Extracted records
────────────────────

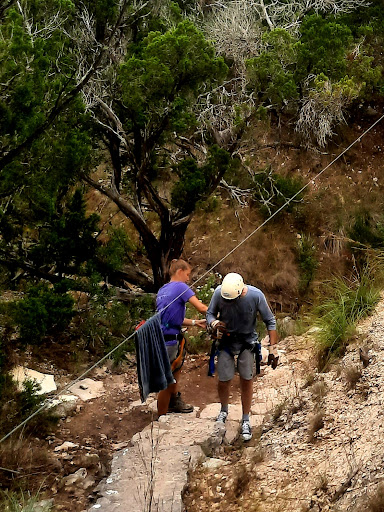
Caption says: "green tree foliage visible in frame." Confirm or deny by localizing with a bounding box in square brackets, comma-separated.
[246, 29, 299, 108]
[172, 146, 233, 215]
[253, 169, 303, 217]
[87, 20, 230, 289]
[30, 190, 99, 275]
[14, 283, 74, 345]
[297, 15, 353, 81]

────────────────────

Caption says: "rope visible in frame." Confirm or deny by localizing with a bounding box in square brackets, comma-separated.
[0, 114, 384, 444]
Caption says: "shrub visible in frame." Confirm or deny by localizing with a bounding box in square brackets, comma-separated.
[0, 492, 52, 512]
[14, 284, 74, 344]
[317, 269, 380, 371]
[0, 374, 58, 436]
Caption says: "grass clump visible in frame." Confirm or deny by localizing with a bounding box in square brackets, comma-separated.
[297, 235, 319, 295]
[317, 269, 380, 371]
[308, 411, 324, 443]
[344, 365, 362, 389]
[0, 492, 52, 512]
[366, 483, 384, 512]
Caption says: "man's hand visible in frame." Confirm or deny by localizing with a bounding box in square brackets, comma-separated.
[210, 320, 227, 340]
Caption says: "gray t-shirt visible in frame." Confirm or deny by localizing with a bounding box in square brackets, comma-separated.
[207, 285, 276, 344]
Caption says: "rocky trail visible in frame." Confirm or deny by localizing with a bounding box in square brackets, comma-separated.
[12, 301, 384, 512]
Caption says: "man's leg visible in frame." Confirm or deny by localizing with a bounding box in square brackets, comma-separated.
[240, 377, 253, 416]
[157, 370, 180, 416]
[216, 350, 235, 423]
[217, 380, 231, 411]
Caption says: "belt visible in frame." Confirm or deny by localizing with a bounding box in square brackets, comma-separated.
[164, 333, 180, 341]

────────────────────

* [GOAL]: Can you rewrite the lines from the one containing "clump visible in" up to and including the one containing "[210, 320, 227, 340]", with "Caption says" changed to "The caption states" and nothing else altered, giving only those lines?

* [RESULT FOR THIS TASK]:
The caption states: "grass clump visible in frame." Confirm or deny by localizing with a bounding box in square brackets, comma-separated.
[297, 235, 319, 295]
[317, 269, 380, 371]
[308, 411, 324, 443]
[344, 365, 362, 389]
[0, 492, 52, 512]
[366, 483, 384, 512]
The caption states: "man's hand visible in frame." Confirm or deny by localizing with a bounding box in square brackets, comma-separated.
[210, 320, 227, 340]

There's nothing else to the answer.